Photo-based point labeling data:
╭──

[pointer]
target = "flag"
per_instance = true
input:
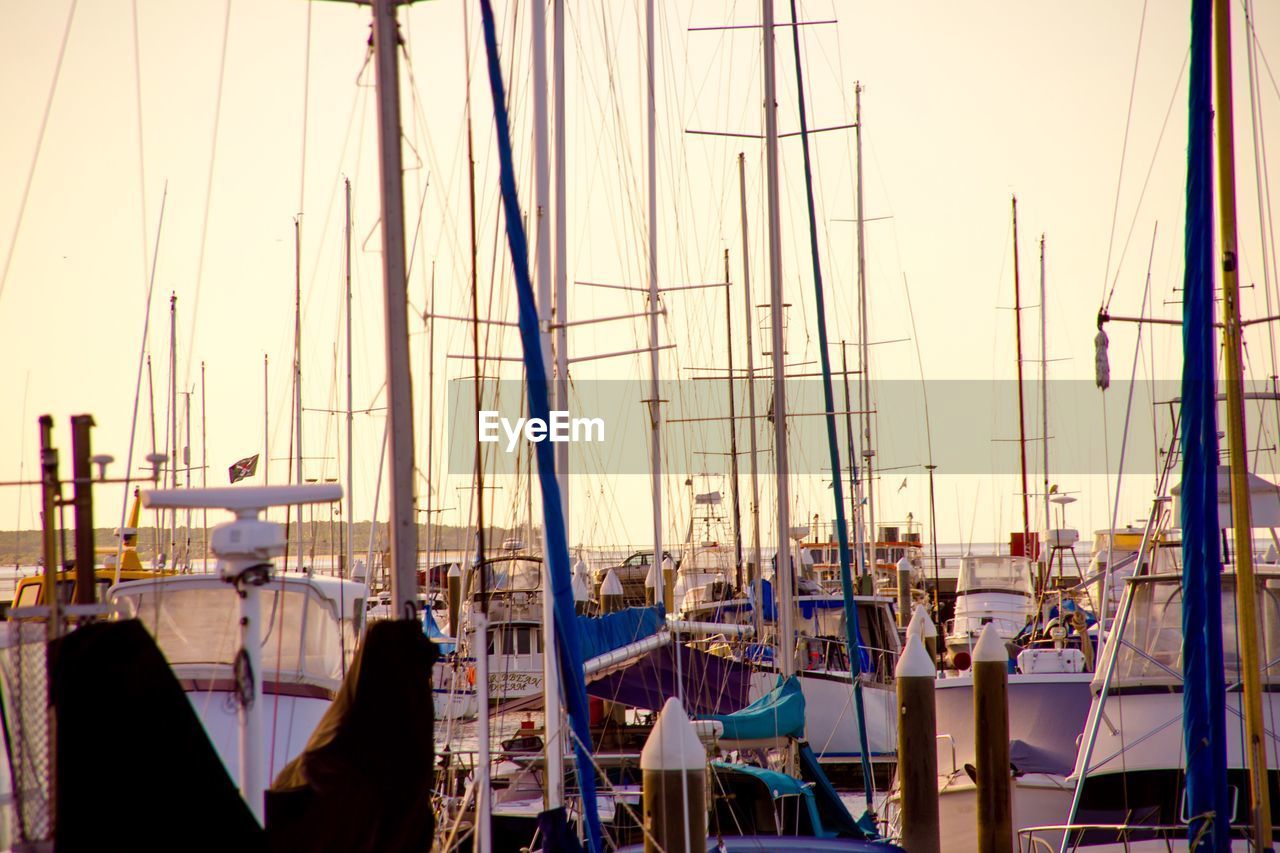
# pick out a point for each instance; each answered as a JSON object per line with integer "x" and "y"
{"x": 247, "y": 466}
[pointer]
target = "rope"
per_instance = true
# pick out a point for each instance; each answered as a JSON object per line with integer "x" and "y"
{"x": 1124, "y": 149}
{"x": 40, "y": 144}
{"x": 209, "y": 183}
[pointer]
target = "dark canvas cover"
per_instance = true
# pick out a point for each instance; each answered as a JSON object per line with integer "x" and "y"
{"x": 364, "y": 781}
{"x": 135, "y": 769}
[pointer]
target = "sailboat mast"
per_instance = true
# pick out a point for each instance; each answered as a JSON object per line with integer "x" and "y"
{"x": 297, "y": 375}
{"x": 1246, "y": 605}
{"x": 560, "y": 306}
{"x": 864, "y": 374}
{"x": 400, "y": 392}
{"x": 732, "y": 429}
{"x": 173, "y": 424}
{"x": 1048, "y": 521}
{"x": 782, "y": 561}
{"x": 351, "y": 477}
{"x": 204, "y": 469}
{"x": 654, "y": 401}
{"x": 750, "y": 402}
{"x": 1022, "y": 406}
{"x": 266, "y": 419}
{"x": 553, "y": 788}
{"x": 480, "y": 619}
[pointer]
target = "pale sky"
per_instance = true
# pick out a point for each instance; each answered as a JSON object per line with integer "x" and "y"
{"x": 963, "y": 106}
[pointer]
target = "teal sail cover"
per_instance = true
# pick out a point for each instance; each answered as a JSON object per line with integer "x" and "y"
{"x": 777, "y": 714}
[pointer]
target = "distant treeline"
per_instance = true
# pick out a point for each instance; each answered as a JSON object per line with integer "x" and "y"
{"x": 22, "y": 547}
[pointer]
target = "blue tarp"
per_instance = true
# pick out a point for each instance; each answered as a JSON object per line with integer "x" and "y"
{"x": 600, "y": 634}
{"x": 777, "y": 714}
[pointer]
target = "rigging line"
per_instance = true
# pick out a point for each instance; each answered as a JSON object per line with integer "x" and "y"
{"x": 40, "y": 144}
{"x": 142, "y": 173}
{"x": 1261, "y": 174}
{"x": 209, "y": 186}
{"x": 1151, "y": 167}
{"x": 1124, "y": 149}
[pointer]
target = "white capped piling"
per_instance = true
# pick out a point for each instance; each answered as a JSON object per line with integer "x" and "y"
{"x": 455, "y": 593}
{"x": 991, "y": 743}
{"x": 581, "y": 593}
{"x": 650, "y": 584}
{"x": 917, "y": 747}
{"x": 924, "y": 629}
{"x": 611, "y": 593}
{"x": 668, "y": 584}
{"x": 673, "y": 769}
{"x": 904, "y": 591}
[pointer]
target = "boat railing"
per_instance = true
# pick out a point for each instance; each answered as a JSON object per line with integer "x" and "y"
{"x": 1029, "y": 836}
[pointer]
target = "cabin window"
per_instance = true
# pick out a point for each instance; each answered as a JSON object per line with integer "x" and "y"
{"x": 515, "y": 639}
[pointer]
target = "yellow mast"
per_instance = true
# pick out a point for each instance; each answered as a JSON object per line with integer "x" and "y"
{"x": 1246, "y": 607}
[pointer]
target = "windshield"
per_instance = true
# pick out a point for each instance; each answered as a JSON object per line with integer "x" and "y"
{"x": 995, "y": 574}
{"x": 200, "y": 624}
{"x": 1152, "y": 648}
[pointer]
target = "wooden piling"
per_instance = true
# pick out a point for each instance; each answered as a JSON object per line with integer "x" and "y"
{"x": 917, "y": 748}
{"x": 904, "y": 592}
{"x": 991, "y": 743}
{"x": 928, "y": 632}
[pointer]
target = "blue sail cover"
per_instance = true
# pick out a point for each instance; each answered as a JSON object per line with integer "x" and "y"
{"x": 777, "y": 714}
{"x": 1203, "y": 689}
{"x": 602, "y": 634}
{"x": 434, "y": 633}
{"x": 539, "y": 406}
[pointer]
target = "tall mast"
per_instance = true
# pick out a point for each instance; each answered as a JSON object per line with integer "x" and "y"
{"x": 351, "y": 478}
{"x": 266, "y": 419}
{"x": 782, "y": 562}
{"x": 750, "y": 401}
{"x": 864, "y": 382}
{"x": 1246, "y": 603}
{"x": 554, "y": 776}
{"x": 855, "y": 515}
{"x": 297, "y": 377}
{"x": 173, "y": 424}
{"x": 732, "y": 429}
{"x": 560, "y": 306}
{"x": 1018, "y": 355}
{"x": 654, "y": 397}
{"x": 400, "y": 392}
{"x": 480, "y": 619}
{"x": 204, "y": 469}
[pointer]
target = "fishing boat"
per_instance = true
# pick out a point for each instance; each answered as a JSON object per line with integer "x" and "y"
{"x": 990, "y": 589}
{"x": 311, "y": 633}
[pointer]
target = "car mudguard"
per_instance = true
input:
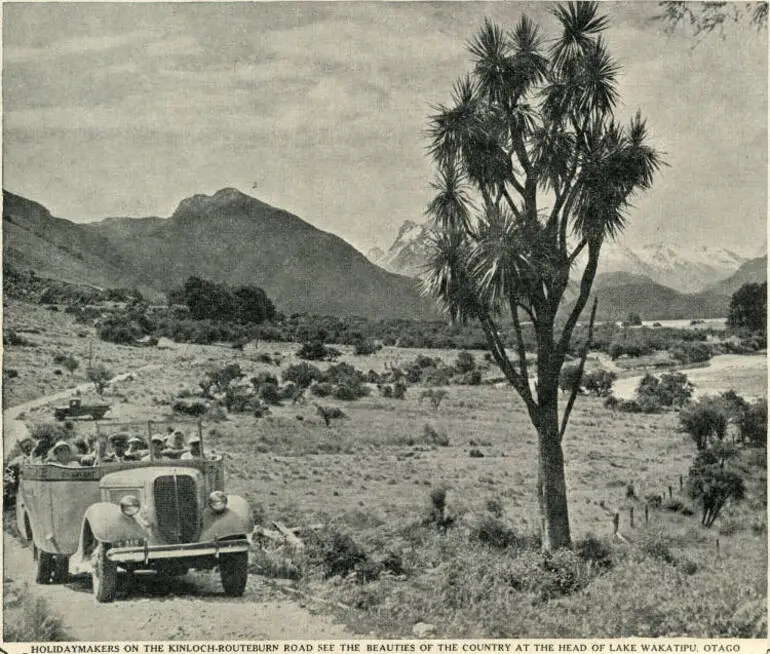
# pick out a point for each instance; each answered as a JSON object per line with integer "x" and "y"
{"x": 236, "y": 520}
{"x": 107, "y": 523}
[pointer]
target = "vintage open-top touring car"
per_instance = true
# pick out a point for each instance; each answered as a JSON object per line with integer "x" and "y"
{"x": 161, "y": 514}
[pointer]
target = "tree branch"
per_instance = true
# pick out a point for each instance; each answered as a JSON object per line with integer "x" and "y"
{"x": 521, "y": 349}
{"x": 585, "y": 290}
{"x": 579, "y": 376}
{"x": 520, "y": 383}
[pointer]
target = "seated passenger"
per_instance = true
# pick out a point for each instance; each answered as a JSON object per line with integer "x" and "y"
{"x": 119, "y": 443}
{"x": 157, "y": 445}
{"x": 62, "y": 454}
{"x": 137, "y": 448}
{"x": 195, "y": 451}
{"x": 175, "y": 445}
{"x": 80, "y": 446}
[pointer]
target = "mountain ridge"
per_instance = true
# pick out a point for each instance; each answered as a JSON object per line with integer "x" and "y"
{"x": 233, "y": 238}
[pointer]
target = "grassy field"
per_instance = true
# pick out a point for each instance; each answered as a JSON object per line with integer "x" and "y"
{"x": 368, "y": 479}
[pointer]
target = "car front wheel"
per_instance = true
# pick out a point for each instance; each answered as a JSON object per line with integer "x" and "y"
{"x": 234, "y": 572}
{"x": 45, "y": 565}
{"x": 104, "y": 574}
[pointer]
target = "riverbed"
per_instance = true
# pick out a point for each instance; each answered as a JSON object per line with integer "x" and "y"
{"x": 745, "y": 374}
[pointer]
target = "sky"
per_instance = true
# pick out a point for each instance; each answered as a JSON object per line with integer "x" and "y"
{"x": 321, "y": 109}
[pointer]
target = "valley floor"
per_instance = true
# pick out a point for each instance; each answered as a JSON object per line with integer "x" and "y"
{"x": 371, "y": 474}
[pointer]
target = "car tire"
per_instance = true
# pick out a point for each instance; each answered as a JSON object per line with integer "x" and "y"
{"x": 234, "y": 572}
{"x": 61, "y": 570}
{"x": 45, "y": 565}
{"x": 104, "y": 575}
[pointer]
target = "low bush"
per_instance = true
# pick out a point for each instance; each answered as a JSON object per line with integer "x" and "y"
{"x": 434, "y": 436}
{"x": 365, "y": 347}
{"x": 317, "y": 351}
{"x": 753, "y": 424}
{"x": 599, "y": 382}
{"x": 303, "y": 374}
{"x": 704, "y": 421}
{"x": 194, "y": 408}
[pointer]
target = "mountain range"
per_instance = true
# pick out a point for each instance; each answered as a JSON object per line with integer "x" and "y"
{"x": 665, "y": 281}
{"x": 684, "y": 269}
{"x": 237, "y": 239}
{"x": 228, "y": 237}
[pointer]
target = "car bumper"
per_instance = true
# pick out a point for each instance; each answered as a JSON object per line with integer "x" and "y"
{"x": 147, "y": 553}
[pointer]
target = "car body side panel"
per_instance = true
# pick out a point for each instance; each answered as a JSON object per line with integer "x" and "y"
{"x": 108, "y": 524}
{"x": 55, "y": 510}
{"x": 235, "y": 521}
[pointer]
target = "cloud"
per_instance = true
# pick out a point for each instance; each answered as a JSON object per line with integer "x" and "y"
{"x": 69, "y": 47}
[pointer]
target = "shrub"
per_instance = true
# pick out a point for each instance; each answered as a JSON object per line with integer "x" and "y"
{"x": 599, "y": 382}
{"x": 656, "y": 545}
{"x": 317, "y": 351}
{"x": 435, "y": 437}
{"x": 365, "y": 347}
{"x": 465, "y": 362}
{"x": 569, "y": 377}
{"x": 753, "y": 424}
{"x": 264, "y": 378}
{"x": 712, "y": 485}
{"x": 270, "y": 393}
{"x": 223, "y": 376}
{"x": 493, "y": 531}
{"x": 190, "y": 408}
{"x": 594, "y": 551}
{"x": 548, "y": 576}
{"x": 338, "y": 552}
{"x": 70, "y": 364}
{"x": 472, "y": 378}
{"x": 303, "y": 374}
{"x": 10, "y": 337}
{"x": 322, "y": 389}
{"x": 703, "y": 421}
{"x": 99, "y": 375}
{"x": 350, "y": 389}
{"x": 673, "y": 389}
{"x": 691, "y": 352}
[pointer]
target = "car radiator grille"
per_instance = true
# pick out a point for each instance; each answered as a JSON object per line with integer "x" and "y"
{"x": 176, "y": 508}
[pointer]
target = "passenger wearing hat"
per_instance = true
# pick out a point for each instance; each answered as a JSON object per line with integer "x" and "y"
{"x": 137, "y": 448}
{"x": 11, "y": 476}
{"x": 157, "y": 445}
{"x": 119, "y": 444}
{"x": 80, "y": 446}
{"x": 195, "y": 451}
{"x": 175, "y": 445}
{"x": 61, "y": 454}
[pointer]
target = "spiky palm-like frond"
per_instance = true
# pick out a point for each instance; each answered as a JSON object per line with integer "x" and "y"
{"x": 451, "y": 208}
{"x": 453, "y": 126}
{"x": 449, "y": 280}
{"x": 580, "y": 22}
{"x": 499, "y": 257}
{"x": 619, "y": 164}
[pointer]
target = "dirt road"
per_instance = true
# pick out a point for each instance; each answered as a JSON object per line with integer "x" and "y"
{"x": 191, "y": 607}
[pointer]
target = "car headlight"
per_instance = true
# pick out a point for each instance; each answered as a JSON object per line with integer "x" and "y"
{"x": 130, "y": 506}
{"x": 218, "y": 501}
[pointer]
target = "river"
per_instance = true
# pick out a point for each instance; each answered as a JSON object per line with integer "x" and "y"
{"x": 746, "y": 374}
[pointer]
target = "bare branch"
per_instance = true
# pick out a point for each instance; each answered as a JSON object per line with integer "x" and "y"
{"x": 579, "y": 376}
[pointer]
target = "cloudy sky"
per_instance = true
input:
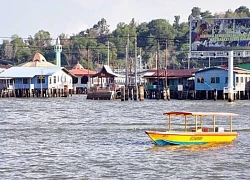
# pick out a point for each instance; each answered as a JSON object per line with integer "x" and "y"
{"x": 26, "y": 17}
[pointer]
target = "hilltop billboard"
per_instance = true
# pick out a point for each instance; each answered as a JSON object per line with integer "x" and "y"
{"x": 220, "y": 34}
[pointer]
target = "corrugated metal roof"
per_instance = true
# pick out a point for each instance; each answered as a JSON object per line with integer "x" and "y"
{"x": 28, "y": 72}
{"x": 109, "y": 70}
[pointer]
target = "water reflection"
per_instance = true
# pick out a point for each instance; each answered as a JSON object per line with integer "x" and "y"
{"x": 192, "y": 148}
{"x": 75, "y": 138}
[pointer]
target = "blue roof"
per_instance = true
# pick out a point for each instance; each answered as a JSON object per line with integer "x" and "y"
{"x": 28, "y": 72}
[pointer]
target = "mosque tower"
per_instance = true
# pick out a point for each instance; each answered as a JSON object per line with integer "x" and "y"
{"x": 58, "y": 50}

╰──

■ What to work on
Gather every line of the rows above that contains the word "mast", and treat uppercase and lowercase as different.

■ Answer to the problem
target = "sailboat mast"
target = "yellow mast"
target = "tall mast"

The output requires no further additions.